▶ **Exercise directions**
Scale up the data below by writing out every line again, requests included, with each x,y coordinate in the answers multiplied by 2.5 and rounded to a whole number, halves up. Keep the numbers in the requests unchanged and leave the pictures out.
━━━━━ Data for this exercise
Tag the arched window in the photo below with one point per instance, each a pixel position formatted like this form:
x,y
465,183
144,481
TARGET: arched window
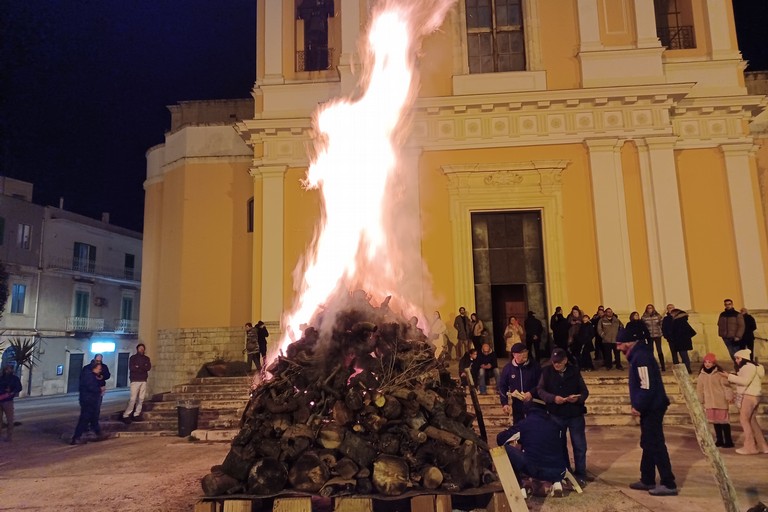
x,y
495,39
674,24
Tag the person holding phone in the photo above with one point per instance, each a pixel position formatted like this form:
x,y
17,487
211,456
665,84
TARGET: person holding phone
x,y
563,389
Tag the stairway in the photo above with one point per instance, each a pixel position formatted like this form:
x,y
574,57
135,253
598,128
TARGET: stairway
x,y
222,401
608,404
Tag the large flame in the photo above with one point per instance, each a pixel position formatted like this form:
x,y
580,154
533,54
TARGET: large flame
x,y
359,241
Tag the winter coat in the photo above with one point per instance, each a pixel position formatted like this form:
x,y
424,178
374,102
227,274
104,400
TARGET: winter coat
x,y
462,326
521,378
570,382
713,390
682,332
584,338
652,323
10,386
139,366
750,326
730,324
646,389
541,439
749,379
609,328
635,330
90,388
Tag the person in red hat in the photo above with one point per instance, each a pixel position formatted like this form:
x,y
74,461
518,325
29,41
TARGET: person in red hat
x,y
715,394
━━━━━━━━━━
▶ **Full output**
Tag the arched window in the photo below with one point per instance, each a pixel position formatted like this form:
x,y
465,183
144,481
TARGET: arched window
x,y
1238,98
1685,60
Tag the person holding phone in the photo above with one point per instance, each a pixel position formatted like this form:
x,y
17,487
211,456
665,84
TARGET: person holding phone
x,y
1408,973
Tag the stairway in the photo above with one point per instance, each a pixel position formatted like this form:
x,y
574,57
135,253
598,128
TARGET: stairway
x,y
555,1003
1520,1010
Tag the large flame in the photo above with one point per instance, each a pixel position formatted like this form:
x,y
580,154
533,54
TARGET: large flame
x,y
898,603
Tag the winter coat in the photo above with one point per instance, each a pixel position formatted like this form:
x,y
424,178
374,102
227,274
104,400
TARGET: winter coat
x,y
1155,815
1303,945
1425,955
1783,975
1705,830
1460,845
1630,808
25,965
348,915
1875,815
1825,810
1615,973
1353,1098
1873,948
1523,820
1588,825
225,970
Tag the person in red hat in the photo above with one point per instance, each a pixel position formatted like this form:
x,y
74,461
518,325
29,41
TARGET: person in red hat
x,y
1788,985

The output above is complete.